TEXT SHOWN:
3,500-year-old bear’s autopsy reveals more about the animal and her last meal
A perfectly preserved brown bear in the wilds of Siberia has been found, and it's thought that it lived approximately 3500 years ago.
After being discovered by reindeer herders in 2020, North-Eastern Federal University researchers in Yakutsk have been conducting an autopsy to learn more about the bear.
Named after the Etherican River, the Etherican brown bear's soft tissue and last meal remained well-preserved thanks to extreme weather conditions, reported NBC News. The bear is estimated to be 5 feet tall (152.4 cm) and weighs over 172 pounds (78 kg).
"This find is absolutely unique: the complete carcass of an ancient brown bear," said Maxim Cheprasov, laboratory chief at the Lazarev Mammoth Museum Laboratory at the North-Eastern Federal University in Yakutsk.
"For the first time, a carcass with soft tissues has fallen into the hands of scientists, giving us the opportunity to study the internal organs and examine the brain," he added.
The team also found the bear's final meal intact - bird feathers and plants.

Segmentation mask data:
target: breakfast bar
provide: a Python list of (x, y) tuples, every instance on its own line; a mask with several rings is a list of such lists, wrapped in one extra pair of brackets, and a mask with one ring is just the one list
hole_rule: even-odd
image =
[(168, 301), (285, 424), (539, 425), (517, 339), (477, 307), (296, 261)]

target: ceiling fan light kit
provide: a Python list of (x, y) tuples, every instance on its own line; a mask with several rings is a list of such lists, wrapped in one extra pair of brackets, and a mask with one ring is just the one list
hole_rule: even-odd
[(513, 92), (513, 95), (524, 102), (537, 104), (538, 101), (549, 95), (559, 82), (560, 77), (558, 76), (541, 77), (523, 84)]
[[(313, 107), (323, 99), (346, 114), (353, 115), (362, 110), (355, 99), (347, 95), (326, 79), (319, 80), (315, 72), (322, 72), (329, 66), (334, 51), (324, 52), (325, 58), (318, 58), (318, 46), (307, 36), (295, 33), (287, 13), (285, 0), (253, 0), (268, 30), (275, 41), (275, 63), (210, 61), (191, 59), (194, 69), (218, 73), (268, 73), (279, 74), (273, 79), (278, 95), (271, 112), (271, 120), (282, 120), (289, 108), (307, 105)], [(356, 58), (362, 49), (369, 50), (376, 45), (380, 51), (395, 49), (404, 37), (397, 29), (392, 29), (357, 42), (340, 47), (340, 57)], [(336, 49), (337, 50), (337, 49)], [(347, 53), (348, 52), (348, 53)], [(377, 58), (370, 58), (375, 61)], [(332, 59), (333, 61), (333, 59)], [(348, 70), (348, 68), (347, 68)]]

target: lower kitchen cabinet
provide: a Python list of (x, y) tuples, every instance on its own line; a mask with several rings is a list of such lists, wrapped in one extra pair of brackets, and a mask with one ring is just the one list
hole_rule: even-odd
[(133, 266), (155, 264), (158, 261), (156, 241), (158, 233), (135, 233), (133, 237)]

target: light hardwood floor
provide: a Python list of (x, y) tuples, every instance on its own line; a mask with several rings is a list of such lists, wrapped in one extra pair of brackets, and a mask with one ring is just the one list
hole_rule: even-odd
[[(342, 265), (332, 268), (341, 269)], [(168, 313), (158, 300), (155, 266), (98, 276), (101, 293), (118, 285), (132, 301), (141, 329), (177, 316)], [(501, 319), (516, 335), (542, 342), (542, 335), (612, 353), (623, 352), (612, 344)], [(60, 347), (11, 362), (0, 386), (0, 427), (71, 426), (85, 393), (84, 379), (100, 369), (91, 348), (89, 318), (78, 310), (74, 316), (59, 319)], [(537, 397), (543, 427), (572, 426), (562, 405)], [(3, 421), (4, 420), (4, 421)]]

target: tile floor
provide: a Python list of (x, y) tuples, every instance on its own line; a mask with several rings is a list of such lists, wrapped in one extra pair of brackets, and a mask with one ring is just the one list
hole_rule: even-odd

EXERCISE REQUIREMENTS: Reproduce the text about the ancient Siberian bear's autopsy word for word.

RESPONSE AREA:
3,500-year-old bear’s autopsy reveals more about the animal and her last meal
A perfectly preserved brown bear in the wilds of Siberia has been found, and it's thought that it lived approximately 3500 years ago.
After being discovered by reindeer herders in 2020, North-Eastern Federal University researchers in Yakutsk have been conducting an autopsy to learn more about the bear.
Named after the Etherican River, the Etherican brown bear's soft tissue and last meal remained well-preserved thanks to extreme weather conditions, reported NBC News. The bear is estimated to be 5 feet tall (152.4 cm) and weighs over 172 pounds (78 kg).
"This find is absolutely unique: the complete carcass of an ancient brown bear," said Maxim Cheprasov, laboratory chief at the Lazarev Mammoth Museum Laboratory at the North-Eastern Federal University in Yakutsk.
"For the first time, a carcass with soft tissues has fallen into the hands of scientists, giving us the opportunity to study the internal organs and examine the brain," he added.
The team also found the bear's final meal intact - bird feathers and plants.